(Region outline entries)
<<<<

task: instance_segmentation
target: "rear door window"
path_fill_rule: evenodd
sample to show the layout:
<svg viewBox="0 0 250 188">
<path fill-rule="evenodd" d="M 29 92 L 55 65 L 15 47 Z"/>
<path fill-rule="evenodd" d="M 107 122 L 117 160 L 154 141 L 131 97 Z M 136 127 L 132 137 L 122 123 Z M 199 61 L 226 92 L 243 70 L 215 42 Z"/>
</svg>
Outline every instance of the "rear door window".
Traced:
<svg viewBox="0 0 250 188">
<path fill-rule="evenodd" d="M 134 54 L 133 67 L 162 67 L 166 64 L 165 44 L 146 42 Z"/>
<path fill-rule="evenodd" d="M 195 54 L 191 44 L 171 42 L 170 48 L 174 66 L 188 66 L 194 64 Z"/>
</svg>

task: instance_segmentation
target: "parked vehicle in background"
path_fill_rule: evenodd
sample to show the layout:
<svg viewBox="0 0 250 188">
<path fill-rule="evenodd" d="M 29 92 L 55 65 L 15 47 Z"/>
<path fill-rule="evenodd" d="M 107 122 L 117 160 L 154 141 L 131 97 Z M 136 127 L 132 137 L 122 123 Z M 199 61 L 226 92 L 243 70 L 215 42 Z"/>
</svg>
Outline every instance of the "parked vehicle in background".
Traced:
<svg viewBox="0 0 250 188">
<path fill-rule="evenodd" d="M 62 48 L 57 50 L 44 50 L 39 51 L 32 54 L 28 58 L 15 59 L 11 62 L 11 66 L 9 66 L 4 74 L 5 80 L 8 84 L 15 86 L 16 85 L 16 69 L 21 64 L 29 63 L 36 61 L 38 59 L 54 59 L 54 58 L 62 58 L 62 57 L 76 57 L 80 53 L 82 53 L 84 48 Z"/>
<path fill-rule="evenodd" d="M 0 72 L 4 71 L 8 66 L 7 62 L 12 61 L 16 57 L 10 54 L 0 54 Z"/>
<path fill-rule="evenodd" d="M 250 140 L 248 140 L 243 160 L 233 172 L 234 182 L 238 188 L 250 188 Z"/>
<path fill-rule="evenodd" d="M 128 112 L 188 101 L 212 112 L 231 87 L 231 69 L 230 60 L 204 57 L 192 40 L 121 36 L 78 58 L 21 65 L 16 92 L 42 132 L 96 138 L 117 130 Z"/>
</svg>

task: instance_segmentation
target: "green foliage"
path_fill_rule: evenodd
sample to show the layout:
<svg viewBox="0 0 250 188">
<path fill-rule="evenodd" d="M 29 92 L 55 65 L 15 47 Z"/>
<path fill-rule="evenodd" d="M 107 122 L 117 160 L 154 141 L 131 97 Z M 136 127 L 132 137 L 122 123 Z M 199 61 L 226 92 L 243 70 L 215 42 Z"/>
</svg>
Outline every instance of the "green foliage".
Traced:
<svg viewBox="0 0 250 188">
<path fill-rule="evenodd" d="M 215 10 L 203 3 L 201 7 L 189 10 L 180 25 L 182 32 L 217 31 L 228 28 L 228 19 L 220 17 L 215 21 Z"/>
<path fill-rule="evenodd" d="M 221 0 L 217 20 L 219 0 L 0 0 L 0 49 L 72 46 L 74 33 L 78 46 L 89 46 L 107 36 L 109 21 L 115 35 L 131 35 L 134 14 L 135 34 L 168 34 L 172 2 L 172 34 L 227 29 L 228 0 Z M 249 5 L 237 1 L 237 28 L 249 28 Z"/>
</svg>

>>>>
<<<<

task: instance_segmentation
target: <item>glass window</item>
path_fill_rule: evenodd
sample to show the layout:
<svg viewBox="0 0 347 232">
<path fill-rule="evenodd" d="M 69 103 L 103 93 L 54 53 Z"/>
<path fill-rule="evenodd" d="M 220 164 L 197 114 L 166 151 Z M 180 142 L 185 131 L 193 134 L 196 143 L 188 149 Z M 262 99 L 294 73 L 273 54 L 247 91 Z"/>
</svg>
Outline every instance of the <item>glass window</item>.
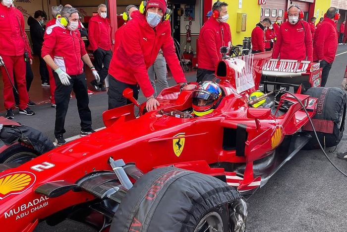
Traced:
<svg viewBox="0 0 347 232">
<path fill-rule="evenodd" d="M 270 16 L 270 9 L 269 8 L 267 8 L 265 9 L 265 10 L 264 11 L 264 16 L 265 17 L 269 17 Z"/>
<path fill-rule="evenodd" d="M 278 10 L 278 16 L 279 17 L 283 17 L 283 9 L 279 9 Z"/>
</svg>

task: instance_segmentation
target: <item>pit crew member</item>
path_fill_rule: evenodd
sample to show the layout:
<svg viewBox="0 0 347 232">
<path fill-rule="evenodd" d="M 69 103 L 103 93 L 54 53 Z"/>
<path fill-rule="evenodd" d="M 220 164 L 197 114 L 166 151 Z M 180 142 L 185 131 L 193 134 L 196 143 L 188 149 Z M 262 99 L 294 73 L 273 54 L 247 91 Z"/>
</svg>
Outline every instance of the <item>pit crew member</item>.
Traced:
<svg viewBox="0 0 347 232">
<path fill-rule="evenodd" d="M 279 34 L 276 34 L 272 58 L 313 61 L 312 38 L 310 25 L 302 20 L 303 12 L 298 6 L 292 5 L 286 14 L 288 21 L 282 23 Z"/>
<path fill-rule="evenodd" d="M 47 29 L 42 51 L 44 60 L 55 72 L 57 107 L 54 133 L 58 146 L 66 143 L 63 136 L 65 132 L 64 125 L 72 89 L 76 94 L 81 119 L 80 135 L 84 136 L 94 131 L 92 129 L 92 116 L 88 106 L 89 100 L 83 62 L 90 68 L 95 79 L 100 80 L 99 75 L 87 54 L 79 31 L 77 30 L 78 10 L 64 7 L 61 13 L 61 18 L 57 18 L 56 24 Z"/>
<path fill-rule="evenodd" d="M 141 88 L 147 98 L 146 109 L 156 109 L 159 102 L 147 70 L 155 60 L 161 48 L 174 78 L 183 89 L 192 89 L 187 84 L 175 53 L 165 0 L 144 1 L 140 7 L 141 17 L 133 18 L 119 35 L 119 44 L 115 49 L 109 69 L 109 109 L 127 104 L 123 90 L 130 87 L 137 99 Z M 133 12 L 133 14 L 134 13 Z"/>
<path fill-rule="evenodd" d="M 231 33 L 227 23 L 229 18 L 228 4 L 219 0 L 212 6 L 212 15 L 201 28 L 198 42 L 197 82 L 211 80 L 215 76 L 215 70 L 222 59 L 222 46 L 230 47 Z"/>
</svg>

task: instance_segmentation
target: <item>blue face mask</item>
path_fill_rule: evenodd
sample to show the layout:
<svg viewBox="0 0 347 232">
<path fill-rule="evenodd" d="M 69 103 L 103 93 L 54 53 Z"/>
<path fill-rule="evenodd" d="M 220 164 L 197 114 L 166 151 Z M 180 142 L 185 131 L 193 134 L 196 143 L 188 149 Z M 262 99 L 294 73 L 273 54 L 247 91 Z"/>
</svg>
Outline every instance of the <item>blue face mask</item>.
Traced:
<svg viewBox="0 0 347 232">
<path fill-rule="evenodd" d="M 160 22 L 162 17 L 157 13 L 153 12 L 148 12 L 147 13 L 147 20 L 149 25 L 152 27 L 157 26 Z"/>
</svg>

>>>>

# GOAL:
Filter the lines above and copy every one that contains the word "blue". Case counts.

# REPLY:
target: <item>blue face mask</item>
Outline every instance of the <item>blue face mask</item>.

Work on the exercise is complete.